> Text segment:
►
2018’s Hereditary,
written and directed by Ari Aster.
Starring Toni Collete, Alex Wolff, Gabriel Byrne, Milly
Shapiro, Ann Dowd, and Mallory Bechtel.
What is it about?
Hereditary is a
horror film about a family dealing with the loss of their maternal grandmother.
Mother and miniature artist, Toni Collete, Father, Gabriel Byrne, Daughter,
Milly Shapiro, and Son, Alex Wolff, need to sort through their feelings of
grief and trauma. Buried deep underneath the loss, are the shadowy secrets of
the family. As the revelations burrow upwards, so too do supernatural elements.
Will these things coalesce into horror for the family?
Why is it worth seeing?
Hereditary is the
astonishingly confident feature debut of writer/director Ari Aster. Much like
the dollhouse miniatures that Collete’s mother character creates, it’s a disturbing
metaphor for the dysfunction that can live within beautiful American homes with
seemingly normal inhabitants. Aster uses this setting to show off some
hypnotically unsettling imagery.
Here, Toni Collete gives the performance of a lifetime, and
leaves no bases untouched as a flawed mother who needs to grieve and untangle
her relationship with her mother, be there for her kids, and therapeutically
come to grips with expressing her inner demons through her disturbingly true to
life dioramas. Her role is the key element in turning Hereditary’s tone from merely strange to seriously anxiety
provoking.
It is so easy to be cynical and bored of modern horror
movies and their tired techniques. But the journey Aster takes us on, relies on
a confidence of vision that jaggedly leaves us dreading that next corner, that
next barely lit image, that next resolution we didn’t ask for. We are helpless
victims to a parade of horrors- like any good sadist, Aster takes his time in
watching us squirm.
In the film’s quieter moments, the nuclear family possesses
a quiet that betrays the unspoken words that they share. There are secrets, horrible
ones- and they will come to light. These revelations, shared sometimes with
breathless anger, are a refreshing change from cliched jump scares of horror
movies past. It’s Ordinary People,
but with the supernatural. Or The
Exorcist, in that we straight forwardly watch loved ones go a different
way.
Some will undoubtedly find the material too unsettling, or
merely too slow, for the patient approach to clinical dysfunction here. It’s
their loss, as Hereditary shows its
true colours in honouring horror classics that have come before, while creating
something new and fresh that is difficult to unweave from the collective
unconscious. Some things just run in the family.
◄
> Problems and tasks:
1. Please write out part of the Hereditary review word for word, beginning at the words "Why is it worth" and stopping after the words "hypnotically unsettling imagery.".
2. In the Hereditary review, what loss is the family dealing with?

> Dataset records:
►
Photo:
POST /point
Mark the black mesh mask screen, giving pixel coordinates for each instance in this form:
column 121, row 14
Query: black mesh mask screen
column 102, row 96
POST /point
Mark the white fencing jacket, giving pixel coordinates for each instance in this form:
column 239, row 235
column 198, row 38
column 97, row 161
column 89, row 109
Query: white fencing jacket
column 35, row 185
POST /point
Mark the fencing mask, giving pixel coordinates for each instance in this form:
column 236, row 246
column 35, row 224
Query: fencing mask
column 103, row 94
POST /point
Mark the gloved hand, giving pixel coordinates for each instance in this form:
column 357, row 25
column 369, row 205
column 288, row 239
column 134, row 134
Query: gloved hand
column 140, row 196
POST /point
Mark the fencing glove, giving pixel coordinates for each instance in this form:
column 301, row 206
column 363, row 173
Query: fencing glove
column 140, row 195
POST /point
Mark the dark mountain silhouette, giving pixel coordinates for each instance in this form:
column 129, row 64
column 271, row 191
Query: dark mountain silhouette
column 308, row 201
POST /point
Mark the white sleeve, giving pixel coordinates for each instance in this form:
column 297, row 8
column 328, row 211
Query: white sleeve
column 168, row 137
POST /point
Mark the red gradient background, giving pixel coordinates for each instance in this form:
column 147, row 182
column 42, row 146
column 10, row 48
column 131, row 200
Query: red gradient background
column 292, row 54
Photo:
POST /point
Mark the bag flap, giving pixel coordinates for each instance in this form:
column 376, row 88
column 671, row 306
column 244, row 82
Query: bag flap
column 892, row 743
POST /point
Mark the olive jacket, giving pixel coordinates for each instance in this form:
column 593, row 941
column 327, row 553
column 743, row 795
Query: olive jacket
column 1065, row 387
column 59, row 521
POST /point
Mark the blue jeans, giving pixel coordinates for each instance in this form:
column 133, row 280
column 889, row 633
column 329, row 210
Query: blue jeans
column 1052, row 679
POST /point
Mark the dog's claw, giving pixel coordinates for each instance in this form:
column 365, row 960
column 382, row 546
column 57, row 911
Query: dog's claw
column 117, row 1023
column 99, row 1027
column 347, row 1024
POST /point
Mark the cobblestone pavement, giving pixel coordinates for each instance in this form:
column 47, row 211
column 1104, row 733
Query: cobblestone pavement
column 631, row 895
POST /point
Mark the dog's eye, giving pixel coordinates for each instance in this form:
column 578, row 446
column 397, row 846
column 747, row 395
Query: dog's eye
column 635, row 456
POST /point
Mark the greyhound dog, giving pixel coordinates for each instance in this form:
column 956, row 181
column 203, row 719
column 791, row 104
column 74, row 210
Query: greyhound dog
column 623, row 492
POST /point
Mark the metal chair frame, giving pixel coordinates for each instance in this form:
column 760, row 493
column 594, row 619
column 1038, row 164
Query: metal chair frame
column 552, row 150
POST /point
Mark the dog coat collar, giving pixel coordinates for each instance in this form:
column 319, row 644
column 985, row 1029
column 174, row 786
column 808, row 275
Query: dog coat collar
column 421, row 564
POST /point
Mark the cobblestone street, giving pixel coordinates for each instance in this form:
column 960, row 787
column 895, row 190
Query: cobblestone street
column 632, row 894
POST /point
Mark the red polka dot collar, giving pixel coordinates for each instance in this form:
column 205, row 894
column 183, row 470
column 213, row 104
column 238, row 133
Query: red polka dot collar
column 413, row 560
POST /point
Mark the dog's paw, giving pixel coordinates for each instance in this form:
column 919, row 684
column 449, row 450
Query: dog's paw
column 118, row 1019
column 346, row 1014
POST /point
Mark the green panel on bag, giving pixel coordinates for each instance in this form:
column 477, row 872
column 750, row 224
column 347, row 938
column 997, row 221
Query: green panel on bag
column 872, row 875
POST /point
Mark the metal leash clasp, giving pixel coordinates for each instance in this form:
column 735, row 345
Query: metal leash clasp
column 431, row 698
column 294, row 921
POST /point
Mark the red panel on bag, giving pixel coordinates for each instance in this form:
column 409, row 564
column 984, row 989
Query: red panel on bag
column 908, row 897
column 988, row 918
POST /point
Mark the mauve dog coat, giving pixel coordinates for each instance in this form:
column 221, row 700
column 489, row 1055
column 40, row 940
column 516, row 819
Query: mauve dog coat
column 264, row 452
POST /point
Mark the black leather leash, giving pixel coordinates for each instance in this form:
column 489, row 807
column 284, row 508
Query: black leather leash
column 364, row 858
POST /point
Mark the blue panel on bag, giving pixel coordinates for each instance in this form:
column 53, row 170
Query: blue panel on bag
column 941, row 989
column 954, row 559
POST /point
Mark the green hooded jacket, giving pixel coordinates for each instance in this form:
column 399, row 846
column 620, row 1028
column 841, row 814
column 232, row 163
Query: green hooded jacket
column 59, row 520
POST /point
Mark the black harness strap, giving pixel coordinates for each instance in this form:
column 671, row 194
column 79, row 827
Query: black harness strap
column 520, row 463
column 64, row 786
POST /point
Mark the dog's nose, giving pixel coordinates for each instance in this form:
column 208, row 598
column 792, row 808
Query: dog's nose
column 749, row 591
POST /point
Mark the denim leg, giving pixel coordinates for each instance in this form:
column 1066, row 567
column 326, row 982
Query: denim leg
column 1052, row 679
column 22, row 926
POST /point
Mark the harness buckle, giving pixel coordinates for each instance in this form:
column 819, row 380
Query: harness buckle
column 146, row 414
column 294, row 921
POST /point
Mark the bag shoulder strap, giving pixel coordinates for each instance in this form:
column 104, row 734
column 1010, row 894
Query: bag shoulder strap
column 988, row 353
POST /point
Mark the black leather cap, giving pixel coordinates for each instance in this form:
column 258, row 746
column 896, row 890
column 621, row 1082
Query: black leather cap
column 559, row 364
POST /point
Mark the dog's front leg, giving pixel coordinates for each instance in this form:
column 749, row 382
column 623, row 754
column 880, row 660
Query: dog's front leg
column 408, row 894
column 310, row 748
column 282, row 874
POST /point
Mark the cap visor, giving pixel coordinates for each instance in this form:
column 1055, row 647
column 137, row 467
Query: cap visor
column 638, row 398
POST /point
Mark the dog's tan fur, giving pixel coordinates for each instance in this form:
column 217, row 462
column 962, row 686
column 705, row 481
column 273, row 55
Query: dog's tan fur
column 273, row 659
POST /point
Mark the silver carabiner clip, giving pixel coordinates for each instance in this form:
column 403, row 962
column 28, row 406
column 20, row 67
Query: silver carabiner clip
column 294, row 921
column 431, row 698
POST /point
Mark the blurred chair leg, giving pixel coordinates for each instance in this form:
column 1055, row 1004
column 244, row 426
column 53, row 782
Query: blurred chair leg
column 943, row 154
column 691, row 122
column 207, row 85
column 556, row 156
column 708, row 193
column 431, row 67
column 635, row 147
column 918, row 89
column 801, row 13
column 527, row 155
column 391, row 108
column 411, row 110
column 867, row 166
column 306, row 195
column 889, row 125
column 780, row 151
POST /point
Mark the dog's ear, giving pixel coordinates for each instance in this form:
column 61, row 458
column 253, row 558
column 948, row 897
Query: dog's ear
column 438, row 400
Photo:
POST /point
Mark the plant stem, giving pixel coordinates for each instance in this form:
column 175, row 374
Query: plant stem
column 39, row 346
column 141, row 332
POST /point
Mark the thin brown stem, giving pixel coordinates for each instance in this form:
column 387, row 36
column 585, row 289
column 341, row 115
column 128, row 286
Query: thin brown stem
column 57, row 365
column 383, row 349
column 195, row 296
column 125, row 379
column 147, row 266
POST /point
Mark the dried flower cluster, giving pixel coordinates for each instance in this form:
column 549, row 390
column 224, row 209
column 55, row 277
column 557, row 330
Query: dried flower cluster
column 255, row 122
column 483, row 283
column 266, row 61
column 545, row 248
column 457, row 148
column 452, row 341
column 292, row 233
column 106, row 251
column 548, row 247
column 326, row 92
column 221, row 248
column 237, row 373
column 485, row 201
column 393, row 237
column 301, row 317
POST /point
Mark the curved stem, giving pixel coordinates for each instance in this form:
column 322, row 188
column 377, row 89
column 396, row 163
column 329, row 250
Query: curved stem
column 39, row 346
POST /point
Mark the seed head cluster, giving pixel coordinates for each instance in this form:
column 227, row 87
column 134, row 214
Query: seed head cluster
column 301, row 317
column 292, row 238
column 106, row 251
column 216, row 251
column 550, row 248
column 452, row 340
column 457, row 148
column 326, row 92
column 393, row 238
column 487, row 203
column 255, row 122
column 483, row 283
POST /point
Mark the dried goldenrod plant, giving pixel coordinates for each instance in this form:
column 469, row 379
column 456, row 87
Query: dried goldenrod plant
◄
►
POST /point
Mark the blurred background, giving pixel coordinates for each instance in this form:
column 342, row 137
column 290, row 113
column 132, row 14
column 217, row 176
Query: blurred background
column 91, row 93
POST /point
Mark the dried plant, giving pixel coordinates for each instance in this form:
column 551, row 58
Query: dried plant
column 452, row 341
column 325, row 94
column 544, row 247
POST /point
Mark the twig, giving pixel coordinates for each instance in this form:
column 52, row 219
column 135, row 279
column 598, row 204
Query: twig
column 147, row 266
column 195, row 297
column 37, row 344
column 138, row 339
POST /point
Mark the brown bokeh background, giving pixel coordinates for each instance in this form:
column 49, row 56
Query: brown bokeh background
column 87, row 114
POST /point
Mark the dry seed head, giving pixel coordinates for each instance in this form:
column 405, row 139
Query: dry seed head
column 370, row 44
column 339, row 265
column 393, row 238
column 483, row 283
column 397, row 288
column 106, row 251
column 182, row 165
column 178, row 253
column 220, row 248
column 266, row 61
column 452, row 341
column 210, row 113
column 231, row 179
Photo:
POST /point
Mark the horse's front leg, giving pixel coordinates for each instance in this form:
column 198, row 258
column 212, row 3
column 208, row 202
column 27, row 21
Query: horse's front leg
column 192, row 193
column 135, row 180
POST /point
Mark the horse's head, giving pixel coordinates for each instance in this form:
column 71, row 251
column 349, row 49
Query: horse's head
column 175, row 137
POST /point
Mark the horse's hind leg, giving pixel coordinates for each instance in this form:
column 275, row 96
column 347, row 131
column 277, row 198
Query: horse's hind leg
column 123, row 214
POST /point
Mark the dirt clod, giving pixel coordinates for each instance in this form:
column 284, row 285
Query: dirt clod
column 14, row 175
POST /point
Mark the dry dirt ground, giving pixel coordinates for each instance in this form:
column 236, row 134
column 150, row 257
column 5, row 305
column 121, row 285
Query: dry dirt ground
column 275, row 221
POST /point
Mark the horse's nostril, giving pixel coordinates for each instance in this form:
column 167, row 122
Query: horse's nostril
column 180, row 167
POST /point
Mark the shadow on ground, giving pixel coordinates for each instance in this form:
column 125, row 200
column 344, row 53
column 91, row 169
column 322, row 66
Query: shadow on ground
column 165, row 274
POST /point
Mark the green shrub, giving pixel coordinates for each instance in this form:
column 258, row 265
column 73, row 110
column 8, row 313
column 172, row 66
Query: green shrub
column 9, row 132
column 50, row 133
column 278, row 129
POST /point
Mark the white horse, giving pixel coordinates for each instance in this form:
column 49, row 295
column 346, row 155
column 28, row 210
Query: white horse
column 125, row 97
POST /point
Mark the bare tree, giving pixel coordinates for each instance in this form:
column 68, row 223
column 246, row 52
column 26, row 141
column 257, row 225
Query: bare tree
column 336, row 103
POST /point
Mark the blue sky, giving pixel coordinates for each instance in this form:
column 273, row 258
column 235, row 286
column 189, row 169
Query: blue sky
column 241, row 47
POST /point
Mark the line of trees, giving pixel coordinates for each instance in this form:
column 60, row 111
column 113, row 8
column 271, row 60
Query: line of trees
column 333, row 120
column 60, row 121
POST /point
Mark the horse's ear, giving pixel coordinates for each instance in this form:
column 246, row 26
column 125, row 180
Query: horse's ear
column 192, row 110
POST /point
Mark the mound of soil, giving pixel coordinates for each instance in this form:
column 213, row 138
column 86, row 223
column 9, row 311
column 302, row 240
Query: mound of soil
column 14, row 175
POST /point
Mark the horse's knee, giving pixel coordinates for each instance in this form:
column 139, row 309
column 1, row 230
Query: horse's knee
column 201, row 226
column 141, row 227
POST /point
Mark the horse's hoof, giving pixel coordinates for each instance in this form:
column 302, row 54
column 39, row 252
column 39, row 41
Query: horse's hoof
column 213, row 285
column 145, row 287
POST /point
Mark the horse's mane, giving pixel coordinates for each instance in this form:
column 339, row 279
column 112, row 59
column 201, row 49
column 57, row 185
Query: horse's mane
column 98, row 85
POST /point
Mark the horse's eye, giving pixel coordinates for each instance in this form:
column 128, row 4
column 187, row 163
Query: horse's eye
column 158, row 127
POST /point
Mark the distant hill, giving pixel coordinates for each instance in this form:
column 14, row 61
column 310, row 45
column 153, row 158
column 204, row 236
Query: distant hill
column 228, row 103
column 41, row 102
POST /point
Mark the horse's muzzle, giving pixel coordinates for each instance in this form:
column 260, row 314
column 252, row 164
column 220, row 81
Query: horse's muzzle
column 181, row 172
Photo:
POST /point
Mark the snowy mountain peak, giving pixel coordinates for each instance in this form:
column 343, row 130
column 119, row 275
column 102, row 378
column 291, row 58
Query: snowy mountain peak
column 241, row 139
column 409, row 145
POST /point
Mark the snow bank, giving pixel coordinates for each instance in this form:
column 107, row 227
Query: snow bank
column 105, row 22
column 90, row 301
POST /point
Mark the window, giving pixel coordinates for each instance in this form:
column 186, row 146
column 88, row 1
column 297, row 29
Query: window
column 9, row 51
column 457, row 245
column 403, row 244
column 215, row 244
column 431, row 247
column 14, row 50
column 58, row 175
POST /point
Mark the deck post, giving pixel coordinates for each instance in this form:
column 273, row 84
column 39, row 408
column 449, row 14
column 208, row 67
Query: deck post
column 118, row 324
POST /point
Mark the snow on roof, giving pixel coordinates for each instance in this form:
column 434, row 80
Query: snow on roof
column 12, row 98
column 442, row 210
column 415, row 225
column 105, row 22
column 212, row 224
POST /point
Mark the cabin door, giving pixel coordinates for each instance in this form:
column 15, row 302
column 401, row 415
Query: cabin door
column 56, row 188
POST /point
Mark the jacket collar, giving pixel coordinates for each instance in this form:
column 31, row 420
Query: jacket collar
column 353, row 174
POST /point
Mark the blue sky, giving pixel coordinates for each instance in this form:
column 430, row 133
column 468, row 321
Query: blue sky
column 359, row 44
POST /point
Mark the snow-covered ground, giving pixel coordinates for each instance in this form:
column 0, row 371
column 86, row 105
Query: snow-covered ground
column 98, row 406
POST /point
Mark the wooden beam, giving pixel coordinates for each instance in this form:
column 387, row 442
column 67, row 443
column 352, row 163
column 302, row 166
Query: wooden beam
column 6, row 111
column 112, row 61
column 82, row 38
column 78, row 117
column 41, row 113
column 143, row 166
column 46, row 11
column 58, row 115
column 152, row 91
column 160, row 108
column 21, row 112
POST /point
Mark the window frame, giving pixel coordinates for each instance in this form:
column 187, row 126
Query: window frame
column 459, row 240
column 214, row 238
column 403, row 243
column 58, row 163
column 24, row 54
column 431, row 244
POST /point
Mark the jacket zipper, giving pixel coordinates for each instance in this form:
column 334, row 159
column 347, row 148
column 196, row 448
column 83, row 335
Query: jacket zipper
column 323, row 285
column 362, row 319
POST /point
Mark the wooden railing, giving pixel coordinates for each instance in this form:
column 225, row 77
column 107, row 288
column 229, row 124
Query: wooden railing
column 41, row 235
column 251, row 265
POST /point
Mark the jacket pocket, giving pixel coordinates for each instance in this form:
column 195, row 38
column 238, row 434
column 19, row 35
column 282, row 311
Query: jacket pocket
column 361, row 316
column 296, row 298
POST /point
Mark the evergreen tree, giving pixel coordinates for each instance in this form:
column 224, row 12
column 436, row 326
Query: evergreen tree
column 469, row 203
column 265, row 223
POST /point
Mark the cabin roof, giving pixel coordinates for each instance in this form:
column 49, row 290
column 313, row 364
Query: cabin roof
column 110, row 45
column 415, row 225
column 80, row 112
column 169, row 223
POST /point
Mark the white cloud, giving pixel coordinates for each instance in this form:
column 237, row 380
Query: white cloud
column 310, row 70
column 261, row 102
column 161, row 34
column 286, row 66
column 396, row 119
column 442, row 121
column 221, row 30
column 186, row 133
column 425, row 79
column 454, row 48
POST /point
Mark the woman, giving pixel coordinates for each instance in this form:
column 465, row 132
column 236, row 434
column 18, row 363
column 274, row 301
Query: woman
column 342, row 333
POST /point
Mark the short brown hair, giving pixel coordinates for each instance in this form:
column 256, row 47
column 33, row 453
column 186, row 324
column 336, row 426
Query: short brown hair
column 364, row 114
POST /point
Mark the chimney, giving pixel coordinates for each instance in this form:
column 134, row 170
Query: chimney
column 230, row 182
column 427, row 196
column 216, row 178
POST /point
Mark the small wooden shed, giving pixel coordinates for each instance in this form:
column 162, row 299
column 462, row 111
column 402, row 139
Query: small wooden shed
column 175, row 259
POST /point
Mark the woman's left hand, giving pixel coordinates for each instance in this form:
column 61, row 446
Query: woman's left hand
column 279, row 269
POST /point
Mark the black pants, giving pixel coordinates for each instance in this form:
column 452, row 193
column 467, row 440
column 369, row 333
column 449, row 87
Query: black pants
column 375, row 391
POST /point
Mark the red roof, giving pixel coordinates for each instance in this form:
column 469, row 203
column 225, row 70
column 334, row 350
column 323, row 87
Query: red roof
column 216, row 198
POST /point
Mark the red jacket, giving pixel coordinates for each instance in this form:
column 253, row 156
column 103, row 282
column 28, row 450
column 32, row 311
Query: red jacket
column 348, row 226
◄
►
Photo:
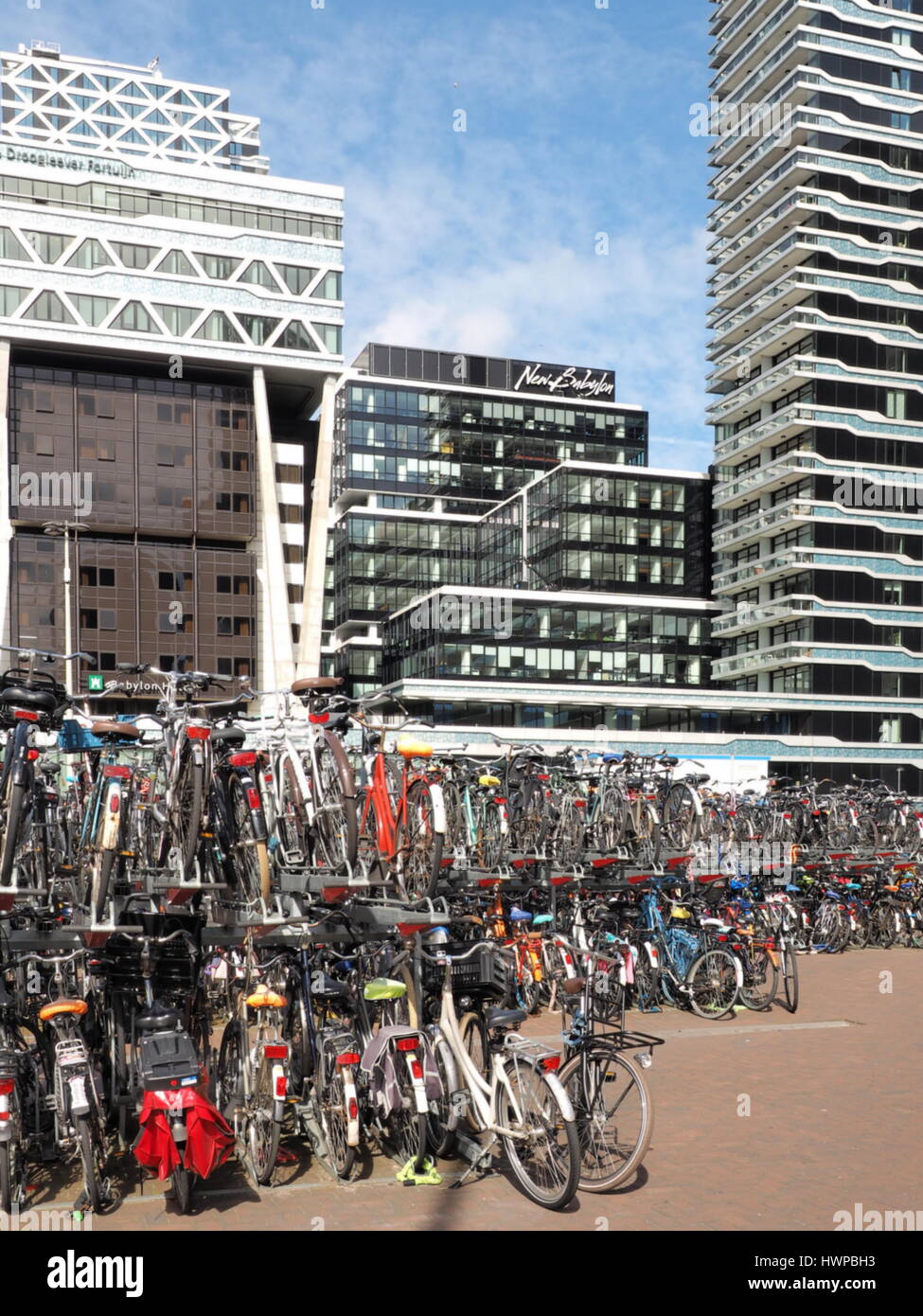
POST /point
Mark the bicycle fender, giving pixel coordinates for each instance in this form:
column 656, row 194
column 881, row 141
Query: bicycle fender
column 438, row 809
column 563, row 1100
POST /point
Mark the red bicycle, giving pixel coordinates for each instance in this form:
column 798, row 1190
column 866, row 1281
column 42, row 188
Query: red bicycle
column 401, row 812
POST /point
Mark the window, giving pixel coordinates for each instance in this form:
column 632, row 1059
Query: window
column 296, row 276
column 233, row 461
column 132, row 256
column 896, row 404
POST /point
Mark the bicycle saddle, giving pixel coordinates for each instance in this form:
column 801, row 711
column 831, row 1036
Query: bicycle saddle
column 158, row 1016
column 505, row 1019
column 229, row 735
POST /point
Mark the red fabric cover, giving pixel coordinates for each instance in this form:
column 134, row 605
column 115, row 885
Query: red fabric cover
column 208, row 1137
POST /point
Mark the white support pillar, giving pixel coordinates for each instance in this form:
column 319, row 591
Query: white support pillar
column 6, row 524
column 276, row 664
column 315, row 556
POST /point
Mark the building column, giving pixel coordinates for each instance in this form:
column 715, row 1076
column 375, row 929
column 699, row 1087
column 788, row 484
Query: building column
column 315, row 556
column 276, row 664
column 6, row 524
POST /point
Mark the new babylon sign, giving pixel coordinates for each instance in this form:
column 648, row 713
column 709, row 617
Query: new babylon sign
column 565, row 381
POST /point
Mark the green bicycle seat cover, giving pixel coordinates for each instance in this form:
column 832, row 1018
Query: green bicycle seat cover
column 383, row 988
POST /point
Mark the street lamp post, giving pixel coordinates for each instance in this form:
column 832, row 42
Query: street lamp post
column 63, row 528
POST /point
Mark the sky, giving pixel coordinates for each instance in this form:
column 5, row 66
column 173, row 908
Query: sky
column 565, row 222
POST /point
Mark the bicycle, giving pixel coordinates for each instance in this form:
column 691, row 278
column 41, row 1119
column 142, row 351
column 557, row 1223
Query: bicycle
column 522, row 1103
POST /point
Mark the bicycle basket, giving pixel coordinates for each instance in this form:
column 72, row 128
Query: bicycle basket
◄
> Exercise answers:
1.
Why is it worth seeing?
Hereditary is the
astonishingly confident feature debut of writer/director Ari Aster. Much like
the dollhouse miniatures that Collete’s mother character creates, it’s a disturbing
metaphor for the dysfunction that can live within beautiful American homes with
seemingly normal inhabitants. Aster uses this setting to show off some
hypnotically unsettling imagery.

2. The loss of their maternal grandmother.